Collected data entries
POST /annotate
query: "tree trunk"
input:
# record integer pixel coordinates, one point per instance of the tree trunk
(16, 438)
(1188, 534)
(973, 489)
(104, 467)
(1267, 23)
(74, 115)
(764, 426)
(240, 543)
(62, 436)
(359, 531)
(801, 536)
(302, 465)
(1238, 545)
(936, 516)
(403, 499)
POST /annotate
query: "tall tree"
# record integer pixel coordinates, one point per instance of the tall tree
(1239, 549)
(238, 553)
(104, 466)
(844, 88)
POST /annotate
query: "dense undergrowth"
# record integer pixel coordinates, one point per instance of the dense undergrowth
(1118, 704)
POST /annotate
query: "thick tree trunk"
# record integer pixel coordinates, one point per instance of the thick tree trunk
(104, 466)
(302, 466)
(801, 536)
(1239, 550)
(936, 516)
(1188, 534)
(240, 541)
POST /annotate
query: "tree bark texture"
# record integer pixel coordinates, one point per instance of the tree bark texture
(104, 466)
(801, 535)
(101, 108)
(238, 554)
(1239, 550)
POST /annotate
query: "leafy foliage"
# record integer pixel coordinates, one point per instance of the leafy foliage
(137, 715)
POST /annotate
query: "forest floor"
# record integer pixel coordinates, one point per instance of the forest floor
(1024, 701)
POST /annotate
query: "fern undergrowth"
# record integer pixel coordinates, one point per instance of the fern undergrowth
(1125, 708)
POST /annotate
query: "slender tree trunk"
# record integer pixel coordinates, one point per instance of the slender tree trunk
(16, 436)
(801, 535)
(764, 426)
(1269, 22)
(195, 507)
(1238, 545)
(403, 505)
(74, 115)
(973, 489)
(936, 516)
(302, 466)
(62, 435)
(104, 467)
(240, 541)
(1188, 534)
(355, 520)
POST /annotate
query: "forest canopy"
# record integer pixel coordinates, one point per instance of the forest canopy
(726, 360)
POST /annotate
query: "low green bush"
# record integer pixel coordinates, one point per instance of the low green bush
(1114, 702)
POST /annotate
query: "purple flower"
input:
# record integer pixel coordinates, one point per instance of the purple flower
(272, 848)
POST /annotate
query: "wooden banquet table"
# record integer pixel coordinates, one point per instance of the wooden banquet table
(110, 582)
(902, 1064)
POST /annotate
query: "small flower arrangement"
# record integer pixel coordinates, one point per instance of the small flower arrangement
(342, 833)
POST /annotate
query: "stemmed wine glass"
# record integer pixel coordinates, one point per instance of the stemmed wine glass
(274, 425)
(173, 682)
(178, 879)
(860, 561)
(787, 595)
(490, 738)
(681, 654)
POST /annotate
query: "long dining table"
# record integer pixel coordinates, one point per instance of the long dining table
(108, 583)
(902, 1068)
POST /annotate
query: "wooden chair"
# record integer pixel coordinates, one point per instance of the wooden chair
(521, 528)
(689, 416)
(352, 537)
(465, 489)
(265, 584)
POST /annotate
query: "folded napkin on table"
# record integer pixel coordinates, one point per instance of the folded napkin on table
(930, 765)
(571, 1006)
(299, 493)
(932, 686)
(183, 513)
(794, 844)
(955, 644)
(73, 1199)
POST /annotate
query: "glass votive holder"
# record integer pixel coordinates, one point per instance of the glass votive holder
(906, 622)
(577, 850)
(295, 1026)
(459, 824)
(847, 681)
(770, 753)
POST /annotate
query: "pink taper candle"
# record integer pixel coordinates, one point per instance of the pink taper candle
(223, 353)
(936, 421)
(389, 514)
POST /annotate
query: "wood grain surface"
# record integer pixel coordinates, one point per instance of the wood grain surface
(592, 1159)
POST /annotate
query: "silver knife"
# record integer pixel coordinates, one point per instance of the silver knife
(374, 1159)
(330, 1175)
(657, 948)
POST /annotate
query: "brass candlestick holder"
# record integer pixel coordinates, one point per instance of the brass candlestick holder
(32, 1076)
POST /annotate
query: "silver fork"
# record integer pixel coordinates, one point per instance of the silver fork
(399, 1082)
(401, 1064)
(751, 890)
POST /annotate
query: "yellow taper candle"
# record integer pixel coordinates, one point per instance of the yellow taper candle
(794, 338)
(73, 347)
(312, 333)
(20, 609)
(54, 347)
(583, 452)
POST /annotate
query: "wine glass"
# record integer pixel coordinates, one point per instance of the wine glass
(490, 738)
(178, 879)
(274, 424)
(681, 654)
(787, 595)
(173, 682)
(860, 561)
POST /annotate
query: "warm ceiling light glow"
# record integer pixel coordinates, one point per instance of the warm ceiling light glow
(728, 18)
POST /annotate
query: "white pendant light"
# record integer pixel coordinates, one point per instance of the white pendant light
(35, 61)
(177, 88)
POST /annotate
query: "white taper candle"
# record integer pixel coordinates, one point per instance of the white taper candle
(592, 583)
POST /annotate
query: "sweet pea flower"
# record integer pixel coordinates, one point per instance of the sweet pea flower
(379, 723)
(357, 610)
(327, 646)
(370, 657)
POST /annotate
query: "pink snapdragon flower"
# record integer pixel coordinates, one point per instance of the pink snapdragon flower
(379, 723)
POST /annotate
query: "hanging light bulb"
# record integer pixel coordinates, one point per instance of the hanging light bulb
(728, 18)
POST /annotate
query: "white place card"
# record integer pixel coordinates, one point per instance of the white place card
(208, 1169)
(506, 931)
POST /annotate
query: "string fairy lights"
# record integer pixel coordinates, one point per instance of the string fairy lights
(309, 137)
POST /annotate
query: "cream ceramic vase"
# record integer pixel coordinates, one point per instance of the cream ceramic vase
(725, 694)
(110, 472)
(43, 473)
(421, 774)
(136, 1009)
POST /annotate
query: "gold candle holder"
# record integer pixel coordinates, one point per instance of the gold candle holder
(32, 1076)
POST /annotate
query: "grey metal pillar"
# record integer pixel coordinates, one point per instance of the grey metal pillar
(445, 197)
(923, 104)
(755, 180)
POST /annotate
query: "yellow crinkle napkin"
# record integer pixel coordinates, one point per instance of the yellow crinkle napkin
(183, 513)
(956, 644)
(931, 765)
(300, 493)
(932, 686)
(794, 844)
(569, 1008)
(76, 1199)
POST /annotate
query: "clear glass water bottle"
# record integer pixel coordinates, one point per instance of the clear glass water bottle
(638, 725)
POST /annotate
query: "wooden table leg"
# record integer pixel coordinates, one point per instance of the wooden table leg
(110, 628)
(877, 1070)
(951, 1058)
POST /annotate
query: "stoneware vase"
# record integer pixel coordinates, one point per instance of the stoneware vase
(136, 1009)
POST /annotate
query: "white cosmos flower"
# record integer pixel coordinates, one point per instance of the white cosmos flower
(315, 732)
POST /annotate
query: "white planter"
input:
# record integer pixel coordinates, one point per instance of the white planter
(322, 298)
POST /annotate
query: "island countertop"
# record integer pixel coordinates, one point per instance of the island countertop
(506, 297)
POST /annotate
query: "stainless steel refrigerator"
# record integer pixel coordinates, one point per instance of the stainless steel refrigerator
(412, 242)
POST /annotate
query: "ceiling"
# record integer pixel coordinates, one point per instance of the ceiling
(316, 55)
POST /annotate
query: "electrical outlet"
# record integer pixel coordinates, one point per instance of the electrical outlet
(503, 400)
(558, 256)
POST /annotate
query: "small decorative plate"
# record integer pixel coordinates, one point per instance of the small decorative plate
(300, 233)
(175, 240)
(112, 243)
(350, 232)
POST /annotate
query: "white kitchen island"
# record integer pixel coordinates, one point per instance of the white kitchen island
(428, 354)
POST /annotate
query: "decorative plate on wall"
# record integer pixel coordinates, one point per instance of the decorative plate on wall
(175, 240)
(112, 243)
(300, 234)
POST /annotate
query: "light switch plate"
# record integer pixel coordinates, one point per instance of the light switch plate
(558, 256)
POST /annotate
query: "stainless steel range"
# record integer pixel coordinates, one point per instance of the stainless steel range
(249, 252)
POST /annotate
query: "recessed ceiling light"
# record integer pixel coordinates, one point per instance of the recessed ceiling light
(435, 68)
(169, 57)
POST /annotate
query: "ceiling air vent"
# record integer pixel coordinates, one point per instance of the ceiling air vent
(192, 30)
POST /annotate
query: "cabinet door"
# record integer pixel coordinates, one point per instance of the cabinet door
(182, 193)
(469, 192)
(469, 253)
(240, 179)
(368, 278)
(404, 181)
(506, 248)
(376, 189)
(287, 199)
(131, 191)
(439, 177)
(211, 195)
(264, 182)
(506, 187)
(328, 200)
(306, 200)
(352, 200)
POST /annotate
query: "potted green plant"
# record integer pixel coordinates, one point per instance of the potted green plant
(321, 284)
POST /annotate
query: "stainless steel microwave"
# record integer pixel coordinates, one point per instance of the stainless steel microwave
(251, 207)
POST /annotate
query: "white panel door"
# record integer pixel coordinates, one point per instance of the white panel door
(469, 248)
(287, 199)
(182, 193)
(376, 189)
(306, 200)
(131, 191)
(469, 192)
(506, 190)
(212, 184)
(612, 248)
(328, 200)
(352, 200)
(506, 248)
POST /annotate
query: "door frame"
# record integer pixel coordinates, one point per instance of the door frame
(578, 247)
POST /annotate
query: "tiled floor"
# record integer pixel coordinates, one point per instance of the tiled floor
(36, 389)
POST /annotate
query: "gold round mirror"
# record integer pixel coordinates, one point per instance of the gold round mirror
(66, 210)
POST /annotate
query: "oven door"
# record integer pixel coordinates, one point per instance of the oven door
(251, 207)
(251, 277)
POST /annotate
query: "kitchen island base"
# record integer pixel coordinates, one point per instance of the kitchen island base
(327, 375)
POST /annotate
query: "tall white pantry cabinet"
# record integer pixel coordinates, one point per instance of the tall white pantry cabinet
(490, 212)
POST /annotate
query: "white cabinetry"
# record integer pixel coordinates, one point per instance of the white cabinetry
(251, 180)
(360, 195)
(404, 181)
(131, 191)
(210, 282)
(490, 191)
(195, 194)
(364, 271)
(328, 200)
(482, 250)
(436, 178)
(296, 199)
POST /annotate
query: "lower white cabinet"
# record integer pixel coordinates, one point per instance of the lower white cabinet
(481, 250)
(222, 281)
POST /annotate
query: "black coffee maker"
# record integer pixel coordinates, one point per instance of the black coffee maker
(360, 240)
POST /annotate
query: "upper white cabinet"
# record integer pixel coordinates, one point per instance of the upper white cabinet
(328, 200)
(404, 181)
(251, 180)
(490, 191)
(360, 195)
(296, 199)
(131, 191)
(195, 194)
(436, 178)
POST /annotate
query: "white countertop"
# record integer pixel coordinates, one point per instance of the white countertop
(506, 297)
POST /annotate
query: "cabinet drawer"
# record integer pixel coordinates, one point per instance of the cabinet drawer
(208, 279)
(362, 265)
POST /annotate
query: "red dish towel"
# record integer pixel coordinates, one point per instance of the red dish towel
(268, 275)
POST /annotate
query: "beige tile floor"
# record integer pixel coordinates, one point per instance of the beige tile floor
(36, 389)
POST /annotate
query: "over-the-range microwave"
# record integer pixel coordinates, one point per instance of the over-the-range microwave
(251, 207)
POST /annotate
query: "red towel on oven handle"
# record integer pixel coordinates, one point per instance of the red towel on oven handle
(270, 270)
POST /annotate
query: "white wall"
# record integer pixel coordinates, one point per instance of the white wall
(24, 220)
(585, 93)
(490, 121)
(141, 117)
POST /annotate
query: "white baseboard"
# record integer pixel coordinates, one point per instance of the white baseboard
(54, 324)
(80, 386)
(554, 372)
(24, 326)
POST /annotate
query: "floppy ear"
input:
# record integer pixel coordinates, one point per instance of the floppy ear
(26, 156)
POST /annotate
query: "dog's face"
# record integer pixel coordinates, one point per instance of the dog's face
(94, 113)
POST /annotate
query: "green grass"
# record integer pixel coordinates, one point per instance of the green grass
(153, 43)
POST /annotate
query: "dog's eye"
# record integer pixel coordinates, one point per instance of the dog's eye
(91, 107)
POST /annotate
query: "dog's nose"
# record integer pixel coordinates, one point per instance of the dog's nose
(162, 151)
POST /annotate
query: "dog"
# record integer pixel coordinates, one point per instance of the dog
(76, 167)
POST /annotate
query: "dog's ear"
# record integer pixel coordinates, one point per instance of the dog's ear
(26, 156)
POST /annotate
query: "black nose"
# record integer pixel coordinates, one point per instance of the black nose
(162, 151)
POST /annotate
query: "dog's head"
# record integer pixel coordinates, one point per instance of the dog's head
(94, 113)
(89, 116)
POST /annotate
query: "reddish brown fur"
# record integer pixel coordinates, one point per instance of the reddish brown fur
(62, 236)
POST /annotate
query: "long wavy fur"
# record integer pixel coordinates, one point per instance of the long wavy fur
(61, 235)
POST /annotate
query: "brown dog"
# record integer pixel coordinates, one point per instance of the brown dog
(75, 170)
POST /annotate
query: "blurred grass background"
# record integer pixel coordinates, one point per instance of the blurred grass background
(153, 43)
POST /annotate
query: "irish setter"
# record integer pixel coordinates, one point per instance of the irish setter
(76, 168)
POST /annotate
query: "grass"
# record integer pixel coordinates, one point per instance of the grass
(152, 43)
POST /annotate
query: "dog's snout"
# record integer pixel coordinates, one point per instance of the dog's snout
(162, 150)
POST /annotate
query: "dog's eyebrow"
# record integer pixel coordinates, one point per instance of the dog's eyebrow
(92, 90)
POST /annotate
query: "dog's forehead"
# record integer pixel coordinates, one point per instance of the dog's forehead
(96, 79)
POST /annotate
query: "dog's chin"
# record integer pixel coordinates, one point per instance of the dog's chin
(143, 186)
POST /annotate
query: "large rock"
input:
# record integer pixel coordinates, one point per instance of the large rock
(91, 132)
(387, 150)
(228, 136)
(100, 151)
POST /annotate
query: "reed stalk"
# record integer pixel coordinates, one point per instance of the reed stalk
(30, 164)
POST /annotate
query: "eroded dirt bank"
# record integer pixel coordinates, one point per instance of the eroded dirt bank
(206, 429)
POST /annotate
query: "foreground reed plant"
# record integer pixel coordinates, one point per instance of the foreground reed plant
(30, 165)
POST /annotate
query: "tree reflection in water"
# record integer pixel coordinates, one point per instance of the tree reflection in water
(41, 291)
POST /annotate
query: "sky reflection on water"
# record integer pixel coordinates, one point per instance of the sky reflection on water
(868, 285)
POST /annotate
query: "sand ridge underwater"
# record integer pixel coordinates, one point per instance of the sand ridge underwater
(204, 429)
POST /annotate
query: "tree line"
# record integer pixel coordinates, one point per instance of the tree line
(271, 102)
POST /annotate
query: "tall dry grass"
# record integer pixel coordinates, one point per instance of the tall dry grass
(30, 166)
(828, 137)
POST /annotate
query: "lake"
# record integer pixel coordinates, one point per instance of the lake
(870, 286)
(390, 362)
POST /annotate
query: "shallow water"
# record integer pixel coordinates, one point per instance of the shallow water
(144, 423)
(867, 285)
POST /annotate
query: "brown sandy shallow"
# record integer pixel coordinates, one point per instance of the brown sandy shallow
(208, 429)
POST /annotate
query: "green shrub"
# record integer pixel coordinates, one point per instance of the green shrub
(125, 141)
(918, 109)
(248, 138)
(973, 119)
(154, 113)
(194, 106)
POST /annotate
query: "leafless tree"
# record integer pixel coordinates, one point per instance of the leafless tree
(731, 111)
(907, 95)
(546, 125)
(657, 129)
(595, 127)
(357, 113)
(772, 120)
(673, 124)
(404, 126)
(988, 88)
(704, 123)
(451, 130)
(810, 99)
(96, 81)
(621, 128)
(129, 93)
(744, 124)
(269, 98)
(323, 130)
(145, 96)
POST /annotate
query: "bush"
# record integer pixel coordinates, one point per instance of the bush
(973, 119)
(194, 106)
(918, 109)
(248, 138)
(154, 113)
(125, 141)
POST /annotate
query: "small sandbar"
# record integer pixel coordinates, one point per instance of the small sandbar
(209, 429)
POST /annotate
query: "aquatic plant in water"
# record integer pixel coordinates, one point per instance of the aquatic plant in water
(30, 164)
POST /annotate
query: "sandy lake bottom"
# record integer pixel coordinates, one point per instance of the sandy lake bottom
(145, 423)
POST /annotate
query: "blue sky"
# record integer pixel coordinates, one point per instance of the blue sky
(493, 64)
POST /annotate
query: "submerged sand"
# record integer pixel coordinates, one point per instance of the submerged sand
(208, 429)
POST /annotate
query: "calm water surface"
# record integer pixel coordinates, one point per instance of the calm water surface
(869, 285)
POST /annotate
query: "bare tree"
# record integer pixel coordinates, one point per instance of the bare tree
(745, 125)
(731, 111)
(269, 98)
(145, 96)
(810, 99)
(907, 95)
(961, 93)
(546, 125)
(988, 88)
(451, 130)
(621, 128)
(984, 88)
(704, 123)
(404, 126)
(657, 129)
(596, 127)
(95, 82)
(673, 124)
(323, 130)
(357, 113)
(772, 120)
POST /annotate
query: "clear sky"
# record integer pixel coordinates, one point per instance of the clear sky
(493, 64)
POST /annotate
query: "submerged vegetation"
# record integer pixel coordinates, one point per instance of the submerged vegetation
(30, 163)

### Goal of the exercise
Your response should hold only an exact copy of the lines above, from the one containing "the leafless tree" through the end of the entries.

### Response area
# record integer pixel coordinates, one point per instance of the leafless tree
(731, 111)
(907, 95)
(546, 125)
(657, 129)
(595, 127)
(357, 113)
(772, 120)
(673, 124)
(404, 126)
(988, 88)
(704, 123)
(451, 130)
(810, 99)
(96, 81)
(621, 128)
(129, 93)
(744, 124)
(269, 98)
(323, 130)
(145, 96)
POST /annotate
query: "bush"
# record integer pixel coordinates, one point per instance of the bush
(973, 119)
(194, 106)
(918, 109)
(248, 138)
(154, 113)
(125, 141)
POST /annotate
query: "small sandbar"
# record integer pixel coordinates, one point per instance of the small sandbar
(209, 429)
POST /annotate
query: "aquatic plant in water"
# record integer pixel coordinates, one point per instance of the aquatic plant in water
(30, 164)
POST /annotate
query: "sandy lake bottom"
# record integer pixel coordinates, one point per instance of the sandy lake bottom
(145, 423)
POST /annotate
query: "blue sky"
# record integer pixel coordinates, one point per instance of the blue sky
(493, 64)
POST /annotate
query: "submerged sand"
# record integer pixel coordinates, one point per instance of the submerged sand
(208, 429)
POST /annotate
query: "calm water surface"
# record integer pixel coordinates, one point per instance of the calm water surface
(869, 285)
POST /annotate
query: "bare tree"
# record integer pixel coordinates, one point per instance of the bare tree
(745, 125)
(731, 111)
(269, 98)
(145, 96)
(810, 99)
(907, 95)
(961, 93)
(546, 125)
(988, 88)
(451, 130)
(621, 128)
(984, 88)
(704, 123)
(404, 126)
(657, 129)
(596, 127)
(95, 82)
(673, 124)
(323, 130)
(357, 113)
(772, 120)
POST /annotate
query: "clear sky"
# record integer pixel coordinates, one point per instance of the clear sky
(493, 64)
POST /annotate
query: "submerged vegetation"
# record integer pixel coordinates, one point per instance of the submerged vegetation
(30, 163)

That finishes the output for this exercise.